__The exercise__: Please copy every row below word for word, keeping them in the same order.

__Input__:
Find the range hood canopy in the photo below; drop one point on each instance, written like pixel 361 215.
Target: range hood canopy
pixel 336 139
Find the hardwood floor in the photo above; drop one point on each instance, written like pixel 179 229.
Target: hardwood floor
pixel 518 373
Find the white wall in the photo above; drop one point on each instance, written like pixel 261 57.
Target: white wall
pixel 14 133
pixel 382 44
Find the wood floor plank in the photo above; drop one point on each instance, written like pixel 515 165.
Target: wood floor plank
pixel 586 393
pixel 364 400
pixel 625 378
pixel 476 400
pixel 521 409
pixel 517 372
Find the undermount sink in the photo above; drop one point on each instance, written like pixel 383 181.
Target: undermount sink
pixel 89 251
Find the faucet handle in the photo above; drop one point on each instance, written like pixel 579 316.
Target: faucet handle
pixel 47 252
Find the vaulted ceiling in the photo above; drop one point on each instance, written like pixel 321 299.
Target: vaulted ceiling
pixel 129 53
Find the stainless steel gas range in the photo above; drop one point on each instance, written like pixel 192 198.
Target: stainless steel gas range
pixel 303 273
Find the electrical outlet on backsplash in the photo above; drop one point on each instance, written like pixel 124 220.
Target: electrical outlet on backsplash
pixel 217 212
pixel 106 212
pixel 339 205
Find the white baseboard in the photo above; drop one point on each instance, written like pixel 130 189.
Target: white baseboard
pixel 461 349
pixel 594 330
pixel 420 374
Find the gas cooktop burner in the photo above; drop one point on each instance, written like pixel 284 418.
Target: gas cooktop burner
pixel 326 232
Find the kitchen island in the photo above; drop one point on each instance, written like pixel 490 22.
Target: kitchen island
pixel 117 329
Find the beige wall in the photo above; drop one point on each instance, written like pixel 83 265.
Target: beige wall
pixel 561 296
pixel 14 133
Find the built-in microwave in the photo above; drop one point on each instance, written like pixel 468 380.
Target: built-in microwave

__Exercise solution__:
Find the range hood canopy in the photo below; drop one point on each instance, written like pixel 361 215.
Target: range hood canopy
pixel 336 139
Find the hardwood floor in the photo above; drop one point on each instance, written like pixel 179 229.
Target: hardwood floor
pixel 518 373
Find the white wall in the photo above; drop one point on each instance, written like pixel 261 57.
Target: white wall
pixel 14 133
pixel 382 44
Find the wood floor plank in the photo above; drop one point on each instance, written like pixel 515 165.
Target: wood floor plank
pixel 586 393
pixel 364 400
pixel 625 378
pixel 476 400
pixel 521 409
pixel 517 372
Find the undermount sink in the photo above; drop one point on each instance, written like pixel 383 181.
Target: undermount sink
pixel 89 251
Find the faucet handle in the photo above; drop one point on each instance, written like pixel 579 316.
Target: faucet handle
pixel 47 252
Find the vaulted ceiling in the photo above; drop one point on each instance, written like pixel 321 299.
Target: vaulted ceiling
pixel 129 53
Find the stainless steel gas range in the photo above; drop one point on each instance, written like pixel 192 198.
Target: stainless steel gas range
pixel 303 273
Find the electrical outlet on backsplash in the photo above; drop one point on each instance, written like pixel 124 220.
Target: electrical outlet on backsplash
pixel 217 212
pixel 106 212
pixel 339 205
Find the white baseboard in the photo above; drop one point on each instance, written like pixel 130 189.
Target: white baseboard
pixel 461 349
pixel 594 330
pixel 420 374
Find the gas cooktop burner in the photo above; drop one point on each instance, written like pixel 284 418.
Target: gas cooktop burner
pixel 326 232
Find the kitchen island in the photo above; drop one point on each instance, written like pixel 490 22.
Target: kitchen island
pixel 117 329
Find the beige wall in the photo above; drop one point on each instance, written like pixel 83 265.
Target: beige wall
pixel 561 296
pixel 14 133
Find the built-in microwave in the photo above; drop one point on each instance, written like pixel 468 380.
Target: built-in microwave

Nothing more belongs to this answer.